Start of Text extract
On the same day, the CMA launched its first investigations using new powers under the DMCC Act, opening investigations into 8 businesses, and issuing advisory letters to 100 more businesses.
In this article, we summarise the key points that consumer-facing businesses should note from the guidance and the new enforcement action.
New enforcement action
The investigations focus on the presentation of mandatory fees, alleged drip pricing, default opt-ins and alleged 'pressure selling' practices. The CMA has also sent advisory letters to 100 firms across 14 sectors, including travel, fashion, and homeware, requesting that they review their online pricing practices.
This is the first enforcement action the CMA has launched using its new consumer protection powers under the DMCC Act. It follows a major CMA compliance review and signals an increased focus on online pricing practices across many industries. The CMA’s new powers enable it to issue fines of up to 10% of a business’ annual global turnover and require businesses to pay compensation and make compliance changes without the need for a court order. The CMA has indicated that whilst it will support businesses to comply with the law, it intends to take swift action in the most serious cases. Consequently, any business under investigation found to be in breach of the law could face a significant penalty. It will be interesting to see how quickly this enforcement action progresses and what the outcome will be.
End of Text extract
■ Directions:
a) In the passage on the CMA's enforcement action, what is the maximum fine the CMA can now issue?
b) Write the next part of the passage on the CMA's enforcement action, picking up after its final sentence.
Start of Provided material
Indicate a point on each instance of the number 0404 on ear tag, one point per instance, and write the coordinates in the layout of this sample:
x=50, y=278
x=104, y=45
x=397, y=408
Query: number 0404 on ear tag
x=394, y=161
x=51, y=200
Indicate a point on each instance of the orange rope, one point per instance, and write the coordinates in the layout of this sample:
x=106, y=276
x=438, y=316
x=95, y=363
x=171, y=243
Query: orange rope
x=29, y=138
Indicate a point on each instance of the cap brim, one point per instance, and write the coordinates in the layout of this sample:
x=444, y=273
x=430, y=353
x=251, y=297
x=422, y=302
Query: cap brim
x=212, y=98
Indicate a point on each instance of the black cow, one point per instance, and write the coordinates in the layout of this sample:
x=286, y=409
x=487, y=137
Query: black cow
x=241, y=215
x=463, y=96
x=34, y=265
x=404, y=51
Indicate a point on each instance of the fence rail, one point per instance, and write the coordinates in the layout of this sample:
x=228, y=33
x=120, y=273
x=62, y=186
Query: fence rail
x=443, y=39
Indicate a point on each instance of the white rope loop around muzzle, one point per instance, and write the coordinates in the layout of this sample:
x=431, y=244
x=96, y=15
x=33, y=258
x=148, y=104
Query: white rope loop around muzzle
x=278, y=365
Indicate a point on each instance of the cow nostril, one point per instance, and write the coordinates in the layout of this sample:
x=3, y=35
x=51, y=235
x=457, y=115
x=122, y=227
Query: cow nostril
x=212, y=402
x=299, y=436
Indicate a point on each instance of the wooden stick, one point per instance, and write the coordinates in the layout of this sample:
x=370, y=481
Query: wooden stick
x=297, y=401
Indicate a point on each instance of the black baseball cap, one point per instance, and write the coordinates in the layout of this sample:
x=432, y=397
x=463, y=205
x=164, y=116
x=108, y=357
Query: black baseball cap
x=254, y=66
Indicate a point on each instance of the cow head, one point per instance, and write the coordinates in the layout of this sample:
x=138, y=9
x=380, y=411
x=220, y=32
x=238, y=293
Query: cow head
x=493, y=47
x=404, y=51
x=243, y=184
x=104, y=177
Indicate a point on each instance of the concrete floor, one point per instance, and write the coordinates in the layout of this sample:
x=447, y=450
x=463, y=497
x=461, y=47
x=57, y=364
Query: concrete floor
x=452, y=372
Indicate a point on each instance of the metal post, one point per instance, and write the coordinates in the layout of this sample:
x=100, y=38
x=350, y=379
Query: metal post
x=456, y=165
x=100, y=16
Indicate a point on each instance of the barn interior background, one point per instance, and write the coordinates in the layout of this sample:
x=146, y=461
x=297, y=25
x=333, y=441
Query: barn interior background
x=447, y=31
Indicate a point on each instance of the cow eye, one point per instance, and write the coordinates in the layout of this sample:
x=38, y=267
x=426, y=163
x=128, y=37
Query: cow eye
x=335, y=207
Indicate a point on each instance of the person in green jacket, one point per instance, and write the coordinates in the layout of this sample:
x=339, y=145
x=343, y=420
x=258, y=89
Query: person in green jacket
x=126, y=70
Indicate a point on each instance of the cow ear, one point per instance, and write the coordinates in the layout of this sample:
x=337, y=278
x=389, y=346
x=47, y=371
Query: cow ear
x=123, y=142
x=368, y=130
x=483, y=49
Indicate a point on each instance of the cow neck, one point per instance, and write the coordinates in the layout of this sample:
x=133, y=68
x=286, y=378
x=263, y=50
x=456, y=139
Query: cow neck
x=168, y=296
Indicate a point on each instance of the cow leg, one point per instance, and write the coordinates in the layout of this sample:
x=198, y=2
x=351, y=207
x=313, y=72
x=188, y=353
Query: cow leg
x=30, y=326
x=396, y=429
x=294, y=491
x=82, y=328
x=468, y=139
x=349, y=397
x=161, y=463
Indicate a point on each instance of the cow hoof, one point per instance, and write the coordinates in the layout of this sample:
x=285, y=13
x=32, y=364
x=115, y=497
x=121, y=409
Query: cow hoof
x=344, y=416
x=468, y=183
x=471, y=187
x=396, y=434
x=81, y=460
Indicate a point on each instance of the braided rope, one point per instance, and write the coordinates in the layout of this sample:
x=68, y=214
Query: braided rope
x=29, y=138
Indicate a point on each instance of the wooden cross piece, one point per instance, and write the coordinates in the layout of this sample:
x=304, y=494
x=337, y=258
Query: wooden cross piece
End of Provided material
■ Written responses:
a) Up to 10% of a business' annual global turnover.

b)
Price transparency guidance: a potted history
In December 2024, the CMA consulted on its draft unfair commercial practices guidance, which included detailed sections on price transparency. Following stakeholder feedback, most of this detail was omitted from the final version of that guidance, which was published in April 2025. The CMA then launched a separate consultation on draft price transparency guidance on 3 July 2025 (see our Law-Now on this here). The final guidance, published on 18 November 2025, differs from the draft in several respects.
What does the DMCC Act require in relation to pricing?
Section 230 of the DMCC applies to invitations to purchase (ITPs), which, as per the guidance, exist when a trader gives information to consumers about a product and its price. For example, ITPs can include a price on a product in a shop, an item listing on an online marketplace, and a TV ad. The guidance clarifies that consumers may encounter multiple ITPs in relation to a product (for example, an initial advert, followed by a product detail page), and stresses that each ITP must be lawful.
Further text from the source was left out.